--- start EXCERPTED RECORDS ---

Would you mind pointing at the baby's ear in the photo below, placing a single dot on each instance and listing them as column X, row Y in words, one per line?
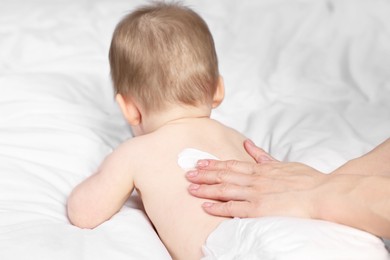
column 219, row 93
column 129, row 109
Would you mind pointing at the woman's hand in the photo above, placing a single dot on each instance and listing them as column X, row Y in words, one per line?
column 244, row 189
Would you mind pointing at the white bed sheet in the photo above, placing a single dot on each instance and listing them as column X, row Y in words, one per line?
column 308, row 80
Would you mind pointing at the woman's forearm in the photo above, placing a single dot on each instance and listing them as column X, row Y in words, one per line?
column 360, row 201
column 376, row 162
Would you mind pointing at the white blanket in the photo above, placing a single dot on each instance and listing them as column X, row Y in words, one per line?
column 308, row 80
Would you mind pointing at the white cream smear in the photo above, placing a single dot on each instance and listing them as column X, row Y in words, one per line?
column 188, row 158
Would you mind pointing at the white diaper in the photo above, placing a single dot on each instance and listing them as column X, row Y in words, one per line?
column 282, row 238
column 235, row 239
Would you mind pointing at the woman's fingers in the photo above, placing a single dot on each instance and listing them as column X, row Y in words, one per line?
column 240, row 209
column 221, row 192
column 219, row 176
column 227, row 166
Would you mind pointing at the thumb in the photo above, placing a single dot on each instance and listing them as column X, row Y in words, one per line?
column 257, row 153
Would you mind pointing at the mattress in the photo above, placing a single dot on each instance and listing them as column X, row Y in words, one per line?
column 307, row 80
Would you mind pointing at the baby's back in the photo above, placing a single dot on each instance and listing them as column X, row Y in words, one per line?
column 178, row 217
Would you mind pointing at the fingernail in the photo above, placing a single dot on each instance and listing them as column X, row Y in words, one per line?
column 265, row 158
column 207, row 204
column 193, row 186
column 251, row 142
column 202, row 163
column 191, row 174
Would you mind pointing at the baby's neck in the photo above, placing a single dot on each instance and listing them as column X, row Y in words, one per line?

--- end EXCERPTED RECORDS ---

## WHAT YOU SHOULD DO
Please recast the lines above, from the very first one through the one containing "column 376, row 162", as a numbered list, skipping blank lines and leaving out the pictures.

## OUTPUT OF THE EXERCISE
1. Would you mind pointing at the baby's ear in the photo below, placing a single dot on each instance and listing them as column X, row Y in words, one per line?
2. column 219, row 93
3. column 129, row 109
4. Would you mind pointing at the woman's hand in the photo above, placing a single dot on each instance and listing them as column X, row Y in words, one per line?
5. column 244, row 189
6. Would you mind pointing at the white bed sheet in the photo above, placing a single dot on each instance and listing them as column X, row Y in words, one per line?
7. column 308, row 80
8. Would you mind pointing at the woman's forearm in the photo above, placing a single dot on each instance and listing them as column X, row Y in words, one per line?
9. column 360, row 201
10. column 376, row 162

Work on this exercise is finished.